Lay out the items from the beginning through the line containing "[10, 330, 53, 455]" as a two-column CSV with the columns spec and boxes. Give one row per item, put each field in quotation marks with line breaks replaced by spaces, and omit the pictures.

AVAILABLE RECORDS:

————

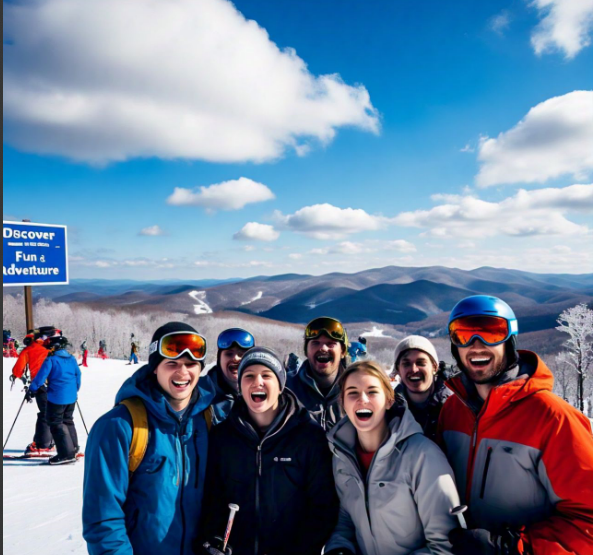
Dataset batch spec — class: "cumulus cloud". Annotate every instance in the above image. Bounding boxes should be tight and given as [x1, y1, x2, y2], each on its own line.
[233, 222, 280, 241]
[476, 91, 593, 187]
[167, 177, 276, 211]
[139, 225, 166, 237]
[3, 0, 379, 164]
[395, 184, 593, 239]
[489, 10, 511, 35]
[531, 0, 593, 59]
[275, 204, 390, 240]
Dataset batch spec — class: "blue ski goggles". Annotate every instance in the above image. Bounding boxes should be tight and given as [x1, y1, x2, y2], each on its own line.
[218, 328, 255, 351]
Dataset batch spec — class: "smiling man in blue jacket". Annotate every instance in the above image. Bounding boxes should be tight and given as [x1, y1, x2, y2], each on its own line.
[82, 322, 214, 555]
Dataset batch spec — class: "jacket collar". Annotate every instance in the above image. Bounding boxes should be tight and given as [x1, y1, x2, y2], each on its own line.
[446, 351, 554, 412]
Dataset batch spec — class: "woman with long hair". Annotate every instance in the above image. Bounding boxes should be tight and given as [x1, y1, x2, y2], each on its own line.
[325, 361, 459, 555]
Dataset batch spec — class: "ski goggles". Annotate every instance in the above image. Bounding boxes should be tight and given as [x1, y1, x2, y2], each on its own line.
[305, 317, 347, 342]
[149, 331, 206, 362]
[449, 316, 519, 347]
[218, 328, 255, 351]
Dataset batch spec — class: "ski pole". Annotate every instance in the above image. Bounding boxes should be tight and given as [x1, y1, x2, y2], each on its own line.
[76, 401, 89, 436]
[449, 505, 467, 530]
[222, 503, 239, 553]
[2, 393, 27, 451]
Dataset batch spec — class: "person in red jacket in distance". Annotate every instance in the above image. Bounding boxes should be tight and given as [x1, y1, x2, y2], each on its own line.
[438, 295, 593, 555]
[10, 330, 53, 455]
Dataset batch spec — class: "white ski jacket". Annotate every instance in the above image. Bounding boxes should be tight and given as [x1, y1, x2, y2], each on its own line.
[325, 406, 459, 555]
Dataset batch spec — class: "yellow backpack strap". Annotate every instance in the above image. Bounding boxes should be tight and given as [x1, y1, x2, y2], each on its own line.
[121, 397, 148, 472]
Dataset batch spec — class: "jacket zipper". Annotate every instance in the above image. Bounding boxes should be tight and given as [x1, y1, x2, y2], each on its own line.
[480, 447, 492, 499]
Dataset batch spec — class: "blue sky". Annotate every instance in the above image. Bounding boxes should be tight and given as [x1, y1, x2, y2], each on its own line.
[3, 0, 593, 279]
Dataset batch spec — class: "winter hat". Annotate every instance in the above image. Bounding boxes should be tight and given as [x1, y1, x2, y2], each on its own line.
[239, 347, 286, 392]
[395, 335, 439, 370]
[148, 322, 204, 370]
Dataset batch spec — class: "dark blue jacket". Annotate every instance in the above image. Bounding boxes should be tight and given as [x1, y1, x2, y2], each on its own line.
[286, 360, 342, 432]
[30, 349, 80, 405]
[201, 365, 239, 425]
[82, 366, 214, 555]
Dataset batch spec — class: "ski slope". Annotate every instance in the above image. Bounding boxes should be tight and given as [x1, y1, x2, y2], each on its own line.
[2, 358, 140, 555]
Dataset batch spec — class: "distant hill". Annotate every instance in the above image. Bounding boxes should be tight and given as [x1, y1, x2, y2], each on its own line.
[4, 266, 593, 336]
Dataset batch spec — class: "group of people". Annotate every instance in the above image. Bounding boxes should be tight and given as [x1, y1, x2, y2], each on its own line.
[77, 296, 593, 555]
[10, 326, 81, 465]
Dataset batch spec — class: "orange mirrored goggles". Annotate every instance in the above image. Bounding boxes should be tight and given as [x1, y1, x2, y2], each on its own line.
[449, 316, 512, 347]
[150, 331, 206, 362]
[305, 317, 347, 341]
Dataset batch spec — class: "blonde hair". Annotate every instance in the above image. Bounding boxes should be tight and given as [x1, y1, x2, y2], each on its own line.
[338, 360, 395, 406]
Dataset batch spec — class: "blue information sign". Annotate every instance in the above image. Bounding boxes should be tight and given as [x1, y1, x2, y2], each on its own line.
[2, 222, 68, 287]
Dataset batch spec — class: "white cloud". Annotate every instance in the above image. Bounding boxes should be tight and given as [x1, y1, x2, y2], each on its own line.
[233, 222, 280, 241]
[167, 177, 276, 211]
[4, 0, 379, 164]
[139, 225, 165, 237]
[531, 0, 593, 59]
[395, 184, 593, 239]
[489, 10, 511, 35]
[275, 204, 390, 240]
[476, 91, 593, 187]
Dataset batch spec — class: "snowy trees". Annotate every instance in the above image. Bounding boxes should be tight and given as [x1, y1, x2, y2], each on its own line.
[556, 303, 593, 412]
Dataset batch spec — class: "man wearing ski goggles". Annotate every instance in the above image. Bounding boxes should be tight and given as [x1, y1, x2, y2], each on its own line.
[202, 328, 255, 424]
[287, 316, 348, 430]
[438, 295, 593, 555]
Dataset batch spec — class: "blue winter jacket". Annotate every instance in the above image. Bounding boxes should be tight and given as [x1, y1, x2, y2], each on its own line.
[29, 349, 80, 405]
[82, 366, 214, 555]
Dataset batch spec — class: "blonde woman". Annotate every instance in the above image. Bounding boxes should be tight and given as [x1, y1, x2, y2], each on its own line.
[325, 361, 459, 555]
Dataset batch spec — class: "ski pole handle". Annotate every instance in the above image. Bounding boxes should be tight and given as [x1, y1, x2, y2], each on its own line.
[222, 503, 239, 553]
[449, 505, 467, 530]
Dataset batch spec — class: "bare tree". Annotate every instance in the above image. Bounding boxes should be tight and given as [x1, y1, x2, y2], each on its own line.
[556, 303, 593, 412]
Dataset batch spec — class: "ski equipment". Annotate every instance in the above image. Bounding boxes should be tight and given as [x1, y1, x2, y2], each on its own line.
[449, 295, 519, 347]
[149, 331, 206, 362]
[218, 328, 255, 351]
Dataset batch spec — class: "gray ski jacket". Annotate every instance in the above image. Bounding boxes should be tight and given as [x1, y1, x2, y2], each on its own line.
[325, 406, 459, 555]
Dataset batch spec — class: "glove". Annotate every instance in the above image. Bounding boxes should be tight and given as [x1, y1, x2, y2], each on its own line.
[25, 388, 35, 403]
[202, 536, 233, 555]
[449, 528, 521, 555]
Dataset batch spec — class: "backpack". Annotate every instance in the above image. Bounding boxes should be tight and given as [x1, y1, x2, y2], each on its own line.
[120, 397, 213, 474]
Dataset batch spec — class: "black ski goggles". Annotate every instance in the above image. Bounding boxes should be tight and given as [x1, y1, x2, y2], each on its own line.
[305, 316, 347, 343]
[218, 328, 255, 351]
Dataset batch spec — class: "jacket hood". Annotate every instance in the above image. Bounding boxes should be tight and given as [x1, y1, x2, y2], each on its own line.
[446, 351, 554, 403]
[115, 365, 215, 420]
[327, 404, 423, 459]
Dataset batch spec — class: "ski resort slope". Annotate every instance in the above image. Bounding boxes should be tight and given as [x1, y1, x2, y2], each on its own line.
[2, 358, 140, 555]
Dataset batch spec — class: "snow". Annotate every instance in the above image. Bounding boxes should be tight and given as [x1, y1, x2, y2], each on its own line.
[241, 291, 264, 306]
[2, 358, 140, 555]
[361, 326, 391, 338]
[189, 291, 214, 314]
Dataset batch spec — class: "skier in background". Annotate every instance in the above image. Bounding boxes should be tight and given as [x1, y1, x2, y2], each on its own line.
[25, 335, 81, 465]
[10, 330, 54, 456]
[97, 339, 109, 360]
[79, 339, 89, 368]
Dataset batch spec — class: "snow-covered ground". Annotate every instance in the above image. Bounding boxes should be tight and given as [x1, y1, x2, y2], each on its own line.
[189, 291, 213, 314]
[2, 358, 140, 555]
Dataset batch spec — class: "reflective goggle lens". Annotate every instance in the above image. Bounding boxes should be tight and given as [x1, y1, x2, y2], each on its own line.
[218, 328, 255, 350]
[305, 318, 346, 341]
[449, 316, 510, 347]
[160, 333, 206, 361]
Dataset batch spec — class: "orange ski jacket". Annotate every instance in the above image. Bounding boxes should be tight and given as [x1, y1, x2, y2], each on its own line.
[12, 341, 49, 380]
[438, 351, 593, 555]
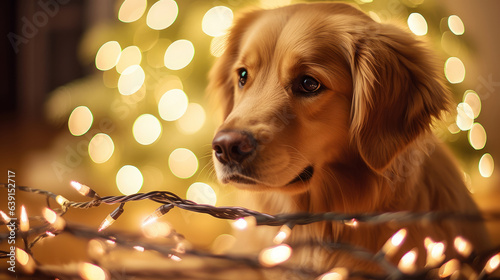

————

SOLUTION:
spec,boxes
"Dataset batch spec — class: ""cumulus cloud"". Annotate every instance in the above image. Bounding boxes should be tight and given as [x1, y1, x2, y2], each on its own line.","[233, 222, 280, 241] [476, 91, 593, 187] [167, 177, 276, 211] [139, 225, 166, 237] [3, 0, 379, 164] [395, 184, 593, 239] [489, 10, 511, 35] [531, 0, 593, 59] [275, 204, 390, 240]"
"Dataset batch spec — class: ""blue ski goggles"". Annotate every instance in the above image. Bounding boxes should be tight and given as [x1, y1, x2, y2], each on its own line.","[218, 328, 255, 351]"
"Dataset batch spec — class: ""smiling man in blue jacket"". Annotate every instance in the above image. Bounding boxes should be tight and given as [x1, y1, x2, y2], each on its own line.","[82, 322, 214, 555]"
"Dataset batch spec — class: ""jacket collar"". Annotate every instance in the above image. Bounding boxes should be tight and given as [x1, y1, x2, y2], each on its own line.","[446, 351, 554, 412]"
"Dataset batch spec — class: ""woman with long hair"". Annotate every instance in the above image. Bounding boxes should be tight and given as [x1, y1, x2, y2], each on its own line.","[325, 361, 459, 555]"
"Dataset batch spec — class: ""ski goggles"". Annotate every instance in the above image. Bounding boxes should be tight and given as [x1, y1, x2, y2], each on its own line.","[305, 317, 347, 342] [149, 331, 206, 362] [449, 316, 519, 347] [218, 328, 255, 351]"
"Dataset batch spec — class: ""ski pole"". Annotate every instance in the above image. Bounding boxes should be tight and given as [x1, y1, x2, y2], each on its own line.","[76, 401, 89, 436] [449, 505, 467, 530] [222, 503, 239, 553] [2, 393, 27, 451]"
"Dataset batch spec — class: ""person in red jacket in distance"". Annotate every instance in the above image. Bounding boxes should be tight and given as [x1, y1, x2, y2], each on its own line.","[438, 295, 593, 555] [10, 330, 53, 455]"